Given exercise:
Format everything from the line containing "target: cat nose" down to the line containing "Return the outline of every instance of the cat", both included, as a JSON list of strings with one string per line and blank lines omitted.

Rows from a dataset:
* * *

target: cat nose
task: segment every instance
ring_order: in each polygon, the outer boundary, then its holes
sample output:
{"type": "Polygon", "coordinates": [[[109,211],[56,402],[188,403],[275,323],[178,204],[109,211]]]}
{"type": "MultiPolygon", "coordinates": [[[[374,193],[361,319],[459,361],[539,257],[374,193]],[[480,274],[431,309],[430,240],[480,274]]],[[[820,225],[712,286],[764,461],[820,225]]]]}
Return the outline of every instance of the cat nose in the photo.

* * *

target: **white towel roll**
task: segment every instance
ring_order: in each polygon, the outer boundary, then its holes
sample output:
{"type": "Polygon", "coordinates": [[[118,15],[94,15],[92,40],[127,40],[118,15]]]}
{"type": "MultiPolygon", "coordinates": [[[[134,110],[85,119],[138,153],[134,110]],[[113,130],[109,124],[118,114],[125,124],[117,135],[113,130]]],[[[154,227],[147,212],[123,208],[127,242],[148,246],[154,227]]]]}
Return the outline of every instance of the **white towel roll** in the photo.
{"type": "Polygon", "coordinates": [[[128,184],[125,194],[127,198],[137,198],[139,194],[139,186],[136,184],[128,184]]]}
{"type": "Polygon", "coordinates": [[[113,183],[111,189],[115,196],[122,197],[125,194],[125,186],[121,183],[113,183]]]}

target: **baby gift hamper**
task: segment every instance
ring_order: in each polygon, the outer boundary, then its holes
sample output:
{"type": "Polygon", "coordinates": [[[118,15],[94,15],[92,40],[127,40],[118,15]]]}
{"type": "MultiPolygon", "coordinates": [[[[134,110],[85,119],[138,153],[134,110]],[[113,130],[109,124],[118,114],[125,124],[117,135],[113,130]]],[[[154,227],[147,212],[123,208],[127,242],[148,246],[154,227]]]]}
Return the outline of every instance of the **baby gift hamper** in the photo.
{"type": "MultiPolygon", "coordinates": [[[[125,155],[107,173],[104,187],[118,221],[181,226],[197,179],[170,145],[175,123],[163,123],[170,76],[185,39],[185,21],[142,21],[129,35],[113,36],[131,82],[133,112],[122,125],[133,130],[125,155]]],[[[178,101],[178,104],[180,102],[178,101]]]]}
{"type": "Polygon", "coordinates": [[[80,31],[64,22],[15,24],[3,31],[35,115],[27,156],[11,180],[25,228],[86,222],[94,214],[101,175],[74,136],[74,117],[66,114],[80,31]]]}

* * *

Reply:
[
  "target: cat nose",
  "task: segment every instance",
  "ring_order: in each polygon, the outer boundary, then its holes",
  "sample output:",
  "{\"type\": \"Polygon\", \"coordinates\": [[[109,211],[56,402],[188,403],[275,323],[178,204],[109,211]]]}",
  "{\"type\": \"MultiPolygon\", \"coordinates\": [[[[374,193],[361,319],[459,361],[539,257],[374,193]],[[480,274],[431,309],[430,240],[480,274]]],[[[820,225],[712,286],[764,461],[820,225]]]]}",
  "Return the outline of every instance of the cat nose in the photo."
]